▶ **TASK INSTRUCTIONS**:
Only these lines of the data below are wanted: the one with "Target: white sea foam", the one with "Need: a point on each instance of the large", and any lines between them, each repeated exactly.
#### INPUT DATA ####
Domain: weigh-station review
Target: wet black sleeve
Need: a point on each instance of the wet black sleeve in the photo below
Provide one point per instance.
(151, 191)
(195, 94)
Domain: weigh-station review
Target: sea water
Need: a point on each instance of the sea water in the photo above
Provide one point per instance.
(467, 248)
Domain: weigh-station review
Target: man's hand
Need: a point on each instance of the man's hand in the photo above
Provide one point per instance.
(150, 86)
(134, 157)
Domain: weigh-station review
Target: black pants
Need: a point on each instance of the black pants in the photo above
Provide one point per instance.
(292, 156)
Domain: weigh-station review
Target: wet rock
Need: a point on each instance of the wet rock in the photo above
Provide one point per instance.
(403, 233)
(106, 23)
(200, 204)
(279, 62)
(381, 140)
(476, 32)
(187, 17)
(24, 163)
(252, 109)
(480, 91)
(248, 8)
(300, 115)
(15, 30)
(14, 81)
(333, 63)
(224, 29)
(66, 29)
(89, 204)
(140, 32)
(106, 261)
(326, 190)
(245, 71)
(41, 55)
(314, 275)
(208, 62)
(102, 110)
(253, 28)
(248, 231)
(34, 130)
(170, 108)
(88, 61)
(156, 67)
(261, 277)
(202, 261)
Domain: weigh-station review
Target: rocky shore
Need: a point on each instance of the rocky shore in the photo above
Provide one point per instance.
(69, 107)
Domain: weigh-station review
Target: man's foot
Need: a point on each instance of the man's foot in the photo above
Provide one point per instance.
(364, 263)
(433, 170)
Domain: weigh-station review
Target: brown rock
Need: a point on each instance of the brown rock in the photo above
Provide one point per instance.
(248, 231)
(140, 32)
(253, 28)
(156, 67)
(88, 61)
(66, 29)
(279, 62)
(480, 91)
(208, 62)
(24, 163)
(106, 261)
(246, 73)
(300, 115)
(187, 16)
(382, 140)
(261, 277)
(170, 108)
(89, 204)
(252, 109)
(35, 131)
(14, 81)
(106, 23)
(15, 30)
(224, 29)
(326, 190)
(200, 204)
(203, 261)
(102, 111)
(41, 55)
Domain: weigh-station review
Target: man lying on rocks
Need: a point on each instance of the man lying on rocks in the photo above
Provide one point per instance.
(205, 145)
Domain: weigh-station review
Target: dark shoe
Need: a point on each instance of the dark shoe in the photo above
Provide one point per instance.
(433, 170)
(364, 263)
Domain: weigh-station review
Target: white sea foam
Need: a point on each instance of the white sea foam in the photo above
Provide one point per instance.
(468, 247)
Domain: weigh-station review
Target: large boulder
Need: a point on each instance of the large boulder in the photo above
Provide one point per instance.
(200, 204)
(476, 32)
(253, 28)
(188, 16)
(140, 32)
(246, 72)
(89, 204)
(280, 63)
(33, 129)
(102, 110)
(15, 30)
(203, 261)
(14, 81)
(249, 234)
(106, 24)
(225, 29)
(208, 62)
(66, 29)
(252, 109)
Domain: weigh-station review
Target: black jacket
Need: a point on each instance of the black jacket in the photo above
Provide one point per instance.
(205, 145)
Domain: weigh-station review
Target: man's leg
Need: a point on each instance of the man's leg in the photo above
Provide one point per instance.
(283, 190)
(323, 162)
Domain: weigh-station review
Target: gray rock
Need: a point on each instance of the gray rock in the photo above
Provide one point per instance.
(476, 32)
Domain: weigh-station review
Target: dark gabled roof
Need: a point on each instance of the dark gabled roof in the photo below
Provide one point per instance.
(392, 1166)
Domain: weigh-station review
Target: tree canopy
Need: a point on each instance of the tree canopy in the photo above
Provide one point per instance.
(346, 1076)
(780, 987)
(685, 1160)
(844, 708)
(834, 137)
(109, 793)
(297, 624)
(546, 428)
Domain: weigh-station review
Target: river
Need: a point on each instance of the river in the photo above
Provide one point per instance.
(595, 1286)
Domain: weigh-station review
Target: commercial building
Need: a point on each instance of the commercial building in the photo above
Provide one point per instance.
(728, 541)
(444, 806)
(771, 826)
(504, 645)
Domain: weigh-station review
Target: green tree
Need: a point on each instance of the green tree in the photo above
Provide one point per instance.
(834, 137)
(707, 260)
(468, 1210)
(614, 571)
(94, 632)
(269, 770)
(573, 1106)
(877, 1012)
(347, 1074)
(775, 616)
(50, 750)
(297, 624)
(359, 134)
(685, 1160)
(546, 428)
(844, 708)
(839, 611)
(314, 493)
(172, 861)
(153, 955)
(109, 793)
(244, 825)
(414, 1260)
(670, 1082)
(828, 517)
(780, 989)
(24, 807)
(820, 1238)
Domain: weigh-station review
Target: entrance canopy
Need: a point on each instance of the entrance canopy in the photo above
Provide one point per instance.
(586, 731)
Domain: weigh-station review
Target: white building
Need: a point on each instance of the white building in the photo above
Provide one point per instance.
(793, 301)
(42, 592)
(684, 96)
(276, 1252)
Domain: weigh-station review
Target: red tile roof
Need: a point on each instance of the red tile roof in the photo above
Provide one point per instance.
####
▶ **RESULT FOR THIS TASK**:
Target: white sea foam
Need: a point on each instance of the white sea foam in the photo above
Provide one point per instance.
(468, 247)
Domain: weigh-station review
Target: large boulder
Need: a point on each instance of the large boulder in the photo above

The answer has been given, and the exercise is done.